■ STATED TASK ■
Output the lines of the items as a JSON list of strings, one string per line and blank lines omitted, covering only everything from the line containing "segment --target glass" down to the line containing "188 127 L 191", with both of those lines included.

■ Region labeling entries ■
═══

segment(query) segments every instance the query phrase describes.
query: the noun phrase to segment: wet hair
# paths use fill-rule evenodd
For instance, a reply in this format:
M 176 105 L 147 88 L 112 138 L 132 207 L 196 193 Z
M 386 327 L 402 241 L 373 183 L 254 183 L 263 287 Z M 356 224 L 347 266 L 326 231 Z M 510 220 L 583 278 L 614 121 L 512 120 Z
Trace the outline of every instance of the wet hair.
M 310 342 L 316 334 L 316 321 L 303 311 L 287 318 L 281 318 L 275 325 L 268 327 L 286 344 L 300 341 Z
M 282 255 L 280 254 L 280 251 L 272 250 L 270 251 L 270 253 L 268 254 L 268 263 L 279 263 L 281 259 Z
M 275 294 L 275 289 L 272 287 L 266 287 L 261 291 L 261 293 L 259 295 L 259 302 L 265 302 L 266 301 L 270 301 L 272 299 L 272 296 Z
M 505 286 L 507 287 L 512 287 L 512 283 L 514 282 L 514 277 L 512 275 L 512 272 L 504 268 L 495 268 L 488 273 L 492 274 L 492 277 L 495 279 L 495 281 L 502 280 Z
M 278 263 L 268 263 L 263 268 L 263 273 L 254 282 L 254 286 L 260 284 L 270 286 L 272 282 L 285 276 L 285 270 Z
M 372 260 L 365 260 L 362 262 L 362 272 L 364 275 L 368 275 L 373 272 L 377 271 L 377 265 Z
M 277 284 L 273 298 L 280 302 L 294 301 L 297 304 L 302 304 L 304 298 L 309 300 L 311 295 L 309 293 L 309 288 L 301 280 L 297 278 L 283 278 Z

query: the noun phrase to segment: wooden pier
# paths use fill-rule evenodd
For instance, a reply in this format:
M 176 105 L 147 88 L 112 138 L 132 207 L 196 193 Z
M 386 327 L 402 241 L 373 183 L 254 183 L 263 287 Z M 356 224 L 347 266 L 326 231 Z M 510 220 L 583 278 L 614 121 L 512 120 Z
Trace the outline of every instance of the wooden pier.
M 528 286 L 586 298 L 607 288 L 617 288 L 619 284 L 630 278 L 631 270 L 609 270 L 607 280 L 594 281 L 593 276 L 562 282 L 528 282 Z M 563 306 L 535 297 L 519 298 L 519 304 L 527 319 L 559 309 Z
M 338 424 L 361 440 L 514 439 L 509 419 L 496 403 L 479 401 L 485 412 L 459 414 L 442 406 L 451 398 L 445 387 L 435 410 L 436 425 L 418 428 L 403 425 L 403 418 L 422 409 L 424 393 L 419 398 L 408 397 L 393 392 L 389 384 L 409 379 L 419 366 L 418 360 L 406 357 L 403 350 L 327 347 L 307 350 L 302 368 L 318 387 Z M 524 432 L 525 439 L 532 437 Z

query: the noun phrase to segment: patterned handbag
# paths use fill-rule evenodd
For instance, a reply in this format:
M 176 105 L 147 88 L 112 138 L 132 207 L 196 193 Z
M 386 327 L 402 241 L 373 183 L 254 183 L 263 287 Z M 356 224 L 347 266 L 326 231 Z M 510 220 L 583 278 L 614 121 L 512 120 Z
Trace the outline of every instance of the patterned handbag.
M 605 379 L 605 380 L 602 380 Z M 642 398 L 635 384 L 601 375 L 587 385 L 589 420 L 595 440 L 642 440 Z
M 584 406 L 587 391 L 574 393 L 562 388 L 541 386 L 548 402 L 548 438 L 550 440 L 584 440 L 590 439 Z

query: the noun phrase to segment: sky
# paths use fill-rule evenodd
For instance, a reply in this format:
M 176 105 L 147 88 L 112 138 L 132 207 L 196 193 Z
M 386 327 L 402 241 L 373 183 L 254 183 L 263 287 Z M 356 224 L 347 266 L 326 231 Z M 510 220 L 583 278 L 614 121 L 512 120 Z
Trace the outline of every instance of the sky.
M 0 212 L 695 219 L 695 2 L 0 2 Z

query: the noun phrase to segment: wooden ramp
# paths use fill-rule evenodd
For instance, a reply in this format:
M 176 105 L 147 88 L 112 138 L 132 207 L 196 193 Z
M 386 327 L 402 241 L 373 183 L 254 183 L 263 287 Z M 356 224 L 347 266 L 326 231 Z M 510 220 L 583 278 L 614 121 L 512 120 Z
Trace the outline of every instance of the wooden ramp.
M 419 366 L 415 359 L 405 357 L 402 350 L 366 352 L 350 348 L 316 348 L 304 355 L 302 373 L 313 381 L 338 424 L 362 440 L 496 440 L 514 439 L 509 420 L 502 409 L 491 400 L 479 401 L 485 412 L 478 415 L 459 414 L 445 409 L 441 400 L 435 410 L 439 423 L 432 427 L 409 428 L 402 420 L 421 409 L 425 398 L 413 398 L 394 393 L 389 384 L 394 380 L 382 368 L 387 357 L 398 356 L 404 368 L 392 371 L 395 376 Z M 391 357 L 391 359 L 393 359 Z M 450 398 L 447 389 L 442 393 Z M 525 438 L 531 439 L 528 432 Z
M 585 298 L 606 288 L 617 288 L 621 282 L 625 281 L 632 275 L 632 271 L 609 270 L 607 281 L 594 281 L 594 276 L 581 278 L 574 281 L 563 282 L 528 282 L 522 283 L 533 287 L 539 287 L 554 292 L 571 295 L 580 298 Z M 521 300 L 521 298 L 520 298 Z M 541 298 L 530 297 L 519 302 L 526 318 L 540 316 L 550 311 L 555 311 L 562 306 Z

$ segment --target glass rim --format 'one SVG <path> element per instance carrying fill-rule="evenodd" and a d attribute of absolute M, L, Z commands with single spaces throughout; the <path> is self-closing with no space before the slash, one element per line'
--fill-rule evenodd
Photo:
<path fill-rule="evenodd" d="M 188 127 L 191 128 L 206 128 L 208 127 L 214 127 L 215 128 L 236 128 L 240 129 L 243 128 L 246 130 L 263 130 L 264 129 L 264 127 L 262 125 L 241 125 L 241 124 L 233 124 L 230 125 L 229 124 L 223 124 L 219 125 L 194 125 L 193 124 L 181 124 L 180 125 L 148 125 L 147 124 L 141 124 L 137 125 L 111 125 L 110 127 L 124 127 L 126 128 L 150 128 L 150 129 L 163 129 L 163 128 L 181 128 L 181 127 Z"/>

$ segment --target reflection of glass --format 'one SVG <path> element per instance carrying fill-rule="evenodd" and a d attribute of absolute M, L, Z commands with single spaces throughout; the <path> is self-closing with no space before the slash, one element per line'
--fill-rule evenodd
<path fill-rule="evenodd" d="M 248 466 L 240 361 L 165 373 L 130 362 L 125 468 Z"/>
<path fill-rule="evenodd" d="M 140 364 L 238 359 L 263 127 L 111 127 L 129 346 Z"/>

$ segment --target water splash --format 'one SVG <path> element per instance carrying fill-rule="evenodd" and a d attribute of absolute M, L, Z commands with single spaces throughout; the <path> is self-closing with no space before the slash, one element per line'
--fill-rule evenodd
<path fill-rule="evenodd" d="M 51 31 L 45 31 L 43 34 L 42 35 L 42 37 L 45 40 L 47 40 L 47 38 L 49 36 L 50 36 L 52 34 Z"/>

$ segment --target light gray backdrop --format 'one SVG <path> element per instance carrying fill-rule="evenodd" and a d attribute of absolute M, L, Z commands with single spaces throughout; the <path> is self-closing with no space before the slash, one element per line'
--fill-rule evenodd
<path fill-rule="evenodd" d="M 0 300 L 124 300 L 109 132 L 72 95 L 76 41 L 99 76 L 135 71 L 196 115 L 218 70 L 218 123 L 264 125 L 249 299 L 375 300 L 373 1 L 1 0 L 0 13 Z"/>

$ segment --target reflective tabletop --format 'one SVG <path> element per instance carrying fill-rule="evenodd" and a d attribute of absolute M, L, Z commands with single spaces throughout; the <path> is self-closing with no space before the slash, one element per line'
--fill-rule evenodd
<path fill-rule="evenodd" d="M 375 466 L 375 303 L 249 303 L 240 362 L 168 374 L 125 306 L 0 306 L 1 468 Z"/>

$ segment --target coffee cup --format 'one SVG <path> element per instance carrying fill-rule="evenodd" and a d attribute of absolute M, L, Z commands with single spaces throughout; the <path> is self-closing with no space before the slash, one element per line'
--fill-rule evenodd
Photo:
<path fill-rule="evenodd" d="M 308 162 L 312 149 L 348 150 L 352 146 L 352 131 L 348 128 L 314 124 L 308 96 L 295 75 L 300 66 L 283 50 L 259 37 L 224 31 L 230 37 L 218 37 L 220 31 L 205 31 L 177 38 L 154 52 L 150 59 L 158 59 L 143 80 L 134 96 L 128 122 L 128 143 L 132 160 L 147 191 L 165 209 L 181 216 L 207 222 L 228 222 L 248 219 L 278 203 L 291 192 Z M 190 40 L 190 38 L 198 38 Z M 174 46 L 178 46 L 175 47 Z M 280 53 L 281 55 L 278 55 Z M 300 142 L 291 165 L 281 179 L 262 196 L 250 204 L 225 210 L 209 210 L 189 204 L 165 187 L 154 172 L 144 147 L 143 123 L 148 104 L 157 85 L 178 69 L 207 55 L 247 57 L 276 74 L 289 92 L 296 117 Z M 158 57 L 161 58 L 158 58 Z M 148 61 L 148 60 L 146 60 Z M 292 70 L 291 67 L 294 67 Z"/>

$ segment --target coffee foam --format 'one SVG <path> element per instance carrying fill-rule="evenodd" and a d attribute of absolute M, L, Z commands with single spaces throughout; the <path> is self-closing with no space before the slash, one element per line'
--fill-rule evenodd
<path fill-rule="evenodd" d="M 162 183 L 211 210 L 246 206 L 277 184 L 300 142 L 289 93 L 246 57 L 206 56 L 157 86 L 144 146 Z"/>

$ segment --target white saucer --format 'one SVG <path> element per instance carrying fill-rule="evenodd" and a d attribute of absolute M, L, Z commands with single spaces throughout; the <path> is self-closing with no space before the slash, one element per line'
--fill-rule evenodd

═══

■ TASK SOLUTION ■
[
  "$ segment --target glass rim --format 'one SVG <path> element per instance carrying fill-rule=\"evenodd\" and a d attribute of absolute M, L, Z commands with single spaces throughout; the <path> is self-closing with no space before the slash, one element per line'",
  "--fill-rule evenodd",
  "Photo:",
  "<path fill-rule=\"evenodd\" d=\"M 188 127 L 191 128 L 206 128 L 208 127 L 214 127 L 215 128 L 236 128 L 240 129 L 243 128 L 246 130 L 263 130 L 264 129 L 264 127 L 262 125 L 241 125 L 241 124 L 233 124 L 230 125 L 229 124 L 223 124 L 219 125 L 194 125 L 193 124 L 181 124 L 180 125 L 148 125 L 147 124 L 141 124 L 137 125 L 111 125 L 110 127 L 124 127 L 126 128 L 150 128 L 150 129 L 163 129 L 163 128 L 181 128 L 181 127 Z\"/>"
]